→ Working data:
[START]
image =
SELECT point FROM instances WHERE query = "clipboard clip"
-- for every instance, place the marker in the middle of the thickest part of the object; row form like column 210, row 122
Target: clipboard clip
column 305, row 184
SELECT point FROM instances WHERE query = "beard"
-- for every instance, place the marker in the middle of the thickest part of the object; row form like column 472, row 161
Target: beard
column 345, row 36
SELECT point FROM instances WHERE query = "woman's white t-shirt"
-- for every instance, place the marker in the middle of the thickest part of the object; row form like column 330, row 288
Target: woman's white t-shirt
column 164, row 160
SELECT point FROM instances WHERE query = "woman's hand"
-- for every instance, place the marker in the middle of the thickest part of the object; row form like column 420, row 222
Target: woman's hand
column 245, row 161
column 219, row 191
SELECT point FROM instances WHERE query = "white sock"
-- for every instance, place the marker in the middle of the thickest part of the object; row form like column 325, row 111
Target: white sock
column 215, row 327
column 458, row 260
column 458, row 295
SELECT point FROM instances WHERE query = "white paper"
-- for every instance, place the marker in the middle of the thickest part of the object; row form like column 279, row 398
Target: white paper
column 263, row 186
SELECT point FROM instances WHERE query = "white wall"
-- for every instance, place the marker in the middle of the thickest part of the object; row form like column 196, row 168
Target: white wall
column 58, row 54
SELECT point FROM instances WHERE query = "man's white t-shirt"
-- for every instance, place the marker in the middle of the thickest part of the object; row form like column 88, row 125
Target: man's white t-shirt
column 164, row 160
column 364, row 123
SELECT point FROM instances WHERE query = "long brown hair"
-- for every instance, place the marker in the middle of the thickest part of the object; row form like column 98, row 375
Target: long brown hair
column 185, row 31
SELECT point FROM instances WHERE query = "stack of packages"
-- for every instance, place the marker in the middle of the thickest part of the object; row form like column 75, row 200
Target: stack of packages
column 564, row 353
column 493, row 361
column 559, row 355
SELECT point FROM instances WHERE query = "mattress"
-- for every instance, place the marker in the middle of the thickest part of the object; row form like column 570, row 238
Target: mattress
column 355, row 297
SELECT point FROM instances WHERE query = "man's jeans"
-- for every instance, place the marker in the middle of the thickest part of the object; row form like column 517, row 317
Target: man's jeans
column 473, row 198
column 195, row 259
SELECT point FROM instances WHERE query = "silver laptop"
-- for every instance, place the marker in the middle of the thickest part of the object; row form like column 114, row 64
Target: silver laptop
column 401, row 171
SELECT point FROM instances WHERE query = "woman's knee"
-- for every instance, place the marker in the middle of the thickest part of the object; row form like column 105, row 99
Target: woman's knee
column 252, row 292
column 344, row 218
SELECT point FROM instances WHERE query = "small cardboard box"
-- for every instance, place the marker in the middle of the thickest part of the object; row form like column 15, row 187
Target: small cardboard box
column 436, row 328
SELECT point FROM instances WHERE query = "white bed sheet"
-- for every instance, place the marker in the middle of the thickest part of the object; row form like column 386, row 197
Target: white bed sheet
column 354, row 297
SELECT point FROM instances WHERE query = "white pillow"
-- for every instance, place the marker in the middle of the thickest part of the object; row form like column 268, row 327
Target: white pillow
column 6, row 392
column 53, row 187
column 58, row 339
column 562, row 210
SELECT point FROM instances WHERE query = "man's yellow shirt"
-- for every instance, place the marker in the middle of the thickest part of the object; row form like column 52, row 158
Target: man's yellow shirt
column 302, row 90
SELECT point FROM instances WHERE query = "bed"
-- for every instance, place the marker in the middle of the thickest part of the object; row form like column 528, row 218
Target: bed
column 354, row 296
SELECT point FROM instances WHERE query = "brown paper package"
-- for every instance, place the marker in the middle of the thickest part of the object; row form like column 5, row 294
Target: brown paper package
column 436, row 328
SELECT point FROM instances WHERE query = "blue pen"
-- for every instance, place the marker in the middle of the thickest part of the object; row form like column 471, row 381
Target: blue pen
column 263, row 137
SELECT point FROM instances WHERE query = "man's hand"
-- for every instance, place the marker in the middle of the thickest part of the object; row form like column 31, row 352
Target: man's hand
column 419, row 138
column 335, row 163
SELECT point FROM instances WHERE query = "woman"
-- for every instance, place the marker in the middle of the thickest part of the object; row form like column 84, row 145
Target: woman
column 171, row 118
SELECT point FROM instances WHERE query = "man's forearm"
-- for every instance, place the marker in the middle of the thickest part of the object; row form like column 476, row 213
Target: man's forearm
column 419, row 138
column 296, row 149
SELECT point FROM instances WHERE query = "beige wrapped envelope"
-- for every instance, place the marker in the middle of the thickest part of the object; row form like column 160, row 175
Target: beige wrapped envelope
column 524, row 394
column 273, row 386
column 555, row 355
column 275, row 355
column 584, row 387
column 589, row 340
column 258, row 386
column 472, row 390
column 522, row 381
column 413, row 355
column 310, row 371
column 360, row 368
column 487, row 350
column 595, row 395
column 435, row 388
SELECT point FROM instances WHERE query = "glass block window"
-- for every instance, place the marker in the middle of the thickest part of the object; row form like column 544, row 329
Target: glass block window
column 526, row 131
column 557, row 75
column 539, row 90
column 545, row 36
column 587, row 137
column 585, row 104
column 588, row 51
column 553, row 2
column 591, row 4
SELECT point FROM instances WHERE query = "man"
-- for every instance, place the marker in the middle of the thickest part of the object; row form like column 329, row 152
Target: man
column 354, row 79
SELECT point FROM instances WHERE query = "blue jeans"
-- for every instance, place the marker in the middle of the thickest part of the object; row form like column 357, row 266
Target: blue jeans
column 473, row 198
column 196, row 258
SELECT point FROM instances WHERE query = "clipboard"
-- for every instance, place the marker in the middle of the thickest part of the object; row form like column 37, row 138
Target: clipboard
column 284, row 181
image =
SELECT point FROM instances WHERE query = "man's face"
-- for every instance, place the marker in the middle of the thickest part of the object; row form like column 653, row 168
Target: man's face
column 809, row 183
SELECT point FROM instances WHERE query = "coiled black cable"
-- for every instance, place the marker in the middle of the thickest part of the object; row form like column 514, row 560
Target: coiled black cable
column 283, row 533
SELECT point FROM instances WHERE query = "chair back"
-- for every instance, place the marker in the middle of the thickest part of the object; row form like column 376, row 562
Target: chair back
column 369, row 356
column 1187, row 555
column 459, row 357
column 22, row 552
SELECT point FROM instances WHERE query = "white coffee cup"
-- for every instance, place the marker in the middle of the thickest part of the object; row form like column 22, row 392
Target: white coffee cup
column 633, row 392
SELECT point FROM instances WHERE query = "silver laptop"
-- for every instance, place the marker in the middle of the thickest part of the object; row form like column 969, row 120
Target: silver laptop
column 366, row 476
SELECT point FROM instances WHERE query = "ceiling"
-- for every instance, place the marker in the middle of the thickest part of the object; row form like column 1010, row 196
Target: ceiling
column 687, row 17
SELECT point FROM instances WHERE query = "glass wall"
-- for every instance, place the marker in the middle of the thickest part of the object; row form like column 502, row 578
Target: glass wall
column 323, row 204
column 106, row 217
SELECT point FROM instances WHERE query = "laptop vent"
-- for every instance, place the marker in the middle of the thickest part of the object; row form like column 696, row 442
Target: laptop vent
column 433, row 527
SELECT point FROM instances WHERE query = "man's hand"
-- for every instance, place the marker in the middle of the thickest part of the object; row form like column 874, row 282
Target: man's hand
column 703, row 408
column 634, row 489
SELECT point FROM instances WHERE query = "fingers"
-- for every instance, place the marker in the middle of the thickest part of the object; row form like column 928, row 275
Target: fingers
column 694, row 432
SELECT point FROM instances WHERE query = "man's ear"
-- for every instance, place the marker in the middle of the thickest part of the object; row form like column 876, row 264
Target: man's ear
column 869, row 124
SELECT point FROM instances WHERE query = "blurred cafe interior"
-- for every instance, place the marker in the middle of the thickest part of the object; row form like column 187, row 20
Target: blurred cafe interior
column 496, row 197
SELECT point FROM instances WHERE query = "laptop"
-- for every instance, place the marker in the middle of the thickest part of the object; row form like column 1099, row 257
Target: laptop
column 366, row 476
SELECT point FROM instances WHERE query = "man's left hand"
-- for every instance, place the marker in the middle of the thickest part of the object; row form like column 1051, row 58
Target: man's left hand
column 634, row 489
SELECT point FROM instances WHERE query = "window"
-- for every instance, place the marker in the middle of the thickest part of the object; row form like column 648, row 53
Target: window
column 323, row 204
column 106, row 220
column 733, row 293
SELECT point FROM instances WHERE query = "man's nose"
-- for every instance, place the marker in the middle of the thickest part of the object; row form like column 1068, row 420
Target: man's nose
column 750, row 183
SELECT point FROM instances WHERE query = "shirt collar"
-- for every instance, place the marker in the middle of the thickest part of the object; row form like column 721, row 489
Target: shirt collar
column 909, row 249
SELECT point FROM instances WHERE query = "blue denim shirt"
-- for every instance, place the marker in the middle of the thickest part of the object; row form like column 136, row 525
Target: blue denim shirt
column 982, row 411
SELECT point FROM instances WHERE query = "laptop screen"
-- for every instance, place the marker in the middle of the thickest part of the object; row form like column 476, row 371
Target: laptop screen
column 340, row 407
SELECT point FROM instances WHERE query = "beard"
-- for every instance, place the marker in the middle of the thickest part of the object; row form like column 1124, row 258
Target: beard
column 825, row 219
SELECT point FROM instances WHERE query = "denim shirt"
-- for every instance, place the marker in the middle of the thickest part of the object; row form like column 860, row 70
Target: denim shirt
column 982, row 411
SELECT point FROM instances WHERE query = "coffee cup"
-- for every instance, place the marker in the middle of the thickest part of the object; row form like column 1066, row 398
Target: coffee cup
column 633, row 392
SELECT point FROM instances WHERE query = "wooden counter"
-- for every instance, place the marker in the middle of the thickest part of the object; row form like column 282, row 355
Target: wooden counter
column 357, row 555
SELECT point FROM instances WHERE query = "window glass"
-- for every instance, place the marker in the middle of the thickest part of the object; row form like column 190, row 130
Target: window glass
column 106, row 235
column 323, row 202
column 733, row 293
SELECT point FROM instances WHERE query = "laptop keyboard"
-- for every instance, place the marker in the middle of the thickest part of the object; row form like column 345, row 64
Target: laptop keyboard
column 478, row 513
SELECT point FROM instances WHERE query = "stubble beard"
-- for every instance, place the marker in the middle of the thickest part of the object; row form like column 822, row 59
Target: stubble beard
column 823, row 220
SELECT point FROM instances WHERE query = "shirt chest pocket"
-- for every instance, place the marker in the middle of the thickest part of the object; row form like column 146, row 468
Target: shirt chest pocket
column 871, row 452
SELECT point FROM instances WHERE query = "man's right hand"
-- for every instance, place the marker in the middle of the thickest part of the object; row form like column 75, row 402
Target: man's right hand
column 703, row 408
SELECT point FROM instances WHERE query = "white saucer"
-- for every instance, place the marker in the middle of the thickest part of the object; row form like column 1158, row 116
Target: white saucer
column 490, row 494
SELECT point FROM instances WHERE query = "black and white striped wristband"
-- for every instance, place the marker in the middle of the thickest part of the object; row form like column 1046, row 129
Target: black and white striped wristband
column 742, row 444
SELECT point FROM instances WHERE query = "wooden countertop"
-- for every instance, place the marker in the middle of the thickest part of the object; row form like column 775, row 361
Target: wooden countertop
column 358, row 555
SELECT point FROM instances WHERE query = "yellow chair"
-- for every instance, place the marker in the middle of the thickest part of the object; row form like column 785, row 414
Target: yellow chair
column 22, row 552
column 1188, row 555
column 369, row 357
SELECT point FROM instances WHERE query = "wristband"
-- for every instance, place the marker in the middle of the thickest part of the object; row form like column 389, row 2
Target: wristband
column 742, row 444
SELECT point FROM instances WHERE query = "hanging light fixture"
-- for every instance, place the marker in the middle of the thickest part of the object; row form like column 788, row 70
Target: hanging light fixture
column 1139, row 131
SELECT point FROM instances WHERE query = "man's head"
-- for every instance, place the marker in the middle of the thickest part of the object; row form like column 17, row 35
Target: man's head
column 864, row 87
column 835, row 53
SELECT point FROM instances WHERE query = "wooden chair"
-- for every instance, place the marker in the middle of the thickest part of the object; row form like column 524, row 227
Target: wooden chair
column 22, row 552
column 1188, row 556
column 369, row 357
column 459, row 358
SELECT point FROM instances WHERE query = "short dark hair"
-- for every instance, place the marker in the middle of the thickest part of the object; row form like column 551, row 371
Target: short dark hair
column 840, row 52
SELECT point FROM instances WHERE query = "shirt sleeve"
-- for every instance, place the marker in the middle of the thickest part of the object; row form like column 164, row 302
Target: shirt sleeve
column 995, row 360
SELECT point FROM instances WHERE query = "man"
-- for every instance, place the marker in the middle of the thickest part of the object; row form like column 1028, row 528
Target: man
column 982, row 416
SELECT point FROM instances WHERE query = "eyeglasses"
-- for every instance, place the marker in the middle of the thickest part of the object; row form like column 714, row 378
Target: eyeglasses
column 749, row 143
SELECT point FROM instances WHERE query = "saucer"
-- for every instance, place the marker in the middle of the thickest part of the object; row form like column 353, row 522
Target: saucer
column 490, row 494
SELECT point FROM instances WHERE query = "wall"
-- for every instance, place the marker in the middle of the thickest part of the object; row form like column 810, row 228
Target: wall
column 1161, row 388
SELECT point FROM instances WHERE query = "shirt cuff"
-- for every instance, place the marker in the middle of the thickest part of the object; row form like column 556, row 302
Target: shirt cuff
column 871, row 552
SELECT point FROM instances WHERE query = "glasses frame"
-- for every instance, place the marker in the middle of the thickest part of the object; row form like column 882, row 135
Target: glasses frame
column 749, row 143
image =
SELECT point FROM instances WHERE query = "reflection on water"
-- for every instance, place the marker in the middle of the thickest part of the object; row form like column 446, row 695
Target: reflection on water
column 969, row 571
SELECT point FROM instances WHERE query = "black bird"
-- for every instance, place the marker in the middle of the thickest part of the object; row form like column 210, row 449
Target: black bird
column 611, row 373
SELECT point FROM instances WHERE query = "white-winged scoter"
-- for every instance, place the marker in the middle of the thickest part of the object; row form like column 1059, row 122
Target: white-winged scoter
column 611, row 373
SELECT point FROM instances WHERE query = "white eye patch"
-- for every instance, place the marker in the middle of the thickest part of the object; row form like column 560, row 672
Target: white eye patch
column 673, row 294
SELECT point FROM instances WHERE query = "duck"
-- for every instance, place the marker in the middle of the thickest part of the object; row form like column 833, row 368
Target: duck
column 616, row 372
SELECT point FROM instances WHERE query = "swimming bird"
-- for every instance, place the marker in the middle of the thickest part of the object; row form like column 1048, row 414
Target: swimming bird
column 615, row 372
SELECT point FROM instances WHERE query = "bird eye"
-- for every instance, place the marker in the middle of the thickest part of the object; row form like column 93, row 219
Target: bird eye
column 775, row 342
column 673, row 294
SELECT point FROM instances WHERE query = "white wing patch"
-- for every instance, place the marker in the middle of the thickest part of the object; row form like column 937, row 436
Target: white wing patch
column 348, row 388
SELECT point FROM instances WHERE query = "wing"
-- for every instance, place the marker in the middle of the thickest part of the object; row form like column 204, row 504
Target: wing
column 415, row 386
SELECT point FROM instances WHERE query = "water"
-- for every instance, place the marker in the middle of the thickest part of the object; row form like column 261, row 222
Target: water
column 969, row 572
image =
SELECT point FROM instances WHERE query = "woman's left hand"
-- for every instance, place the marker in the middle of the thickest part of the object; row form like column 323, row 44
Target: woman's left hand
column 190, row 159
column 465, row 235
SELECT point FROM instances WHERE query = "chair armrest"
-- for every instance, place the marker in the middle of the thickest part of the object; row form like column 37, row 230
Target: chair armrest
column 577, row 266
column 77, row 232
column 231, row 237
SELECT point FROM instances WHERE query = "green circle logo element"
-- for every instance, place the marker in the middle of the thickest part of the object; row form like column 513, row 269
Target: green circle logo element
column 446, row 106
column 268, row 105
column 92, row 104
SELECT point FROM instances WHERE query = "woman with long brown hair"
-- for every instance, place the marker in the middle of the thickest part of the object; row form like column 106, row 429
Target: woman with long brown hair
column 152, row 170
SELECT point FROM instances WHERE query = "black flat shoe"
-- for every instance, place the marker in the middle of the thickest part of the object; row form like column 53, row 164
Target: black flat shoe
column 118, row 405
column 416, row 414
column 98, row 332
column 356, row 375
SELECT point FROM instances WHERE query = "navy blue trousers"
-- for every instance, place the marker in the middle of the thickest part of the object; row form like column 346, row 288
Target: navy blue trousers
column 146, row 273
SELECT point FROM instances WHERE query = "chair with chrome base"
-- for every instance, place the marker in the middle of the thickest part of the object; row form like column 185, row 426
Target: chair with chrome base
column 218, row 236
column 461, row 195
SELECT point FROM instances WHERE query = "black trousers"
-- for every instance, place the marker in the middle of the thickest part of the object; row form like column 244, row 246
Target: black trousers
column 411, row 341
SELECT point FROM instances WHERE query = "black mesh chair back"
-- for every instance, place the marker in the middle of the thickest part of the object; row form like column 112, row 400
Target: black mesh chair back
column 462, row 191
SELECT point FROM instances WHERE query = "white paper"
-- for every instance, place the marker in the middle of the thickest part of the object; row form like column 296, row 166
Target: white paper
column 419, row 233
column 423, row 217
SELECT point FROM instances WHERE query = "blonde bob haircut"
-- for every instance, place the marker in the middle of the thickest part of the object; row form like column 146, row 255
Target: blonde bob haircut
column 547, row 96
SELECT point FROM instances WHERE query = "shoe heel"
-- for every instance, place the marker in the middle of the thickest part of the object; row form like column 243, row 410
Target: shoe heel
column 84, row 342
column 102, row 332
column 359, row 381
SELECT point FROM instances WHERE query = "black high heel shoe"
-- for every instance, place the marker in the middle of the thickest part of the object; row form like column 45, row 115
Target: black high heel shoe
[END]
→ Task brief: Format the stretch from the first line through the line containing "column 305, row 184" as a Markdown table with the columns No. and Line, skipping any blank lines.

→ Output of the exercise:
| No. | Line |
|---|---|
| 1 | image = |
| 2 | SELECT point FROM instances WHERE query = "clipboard clip" |
| 3 | -- for every instance, place the marker in the middle of the thickest part of the object; row form like column 210, row 122 |
| 4 | Target: clipboard clip |
| 5 | column 305, row 184 |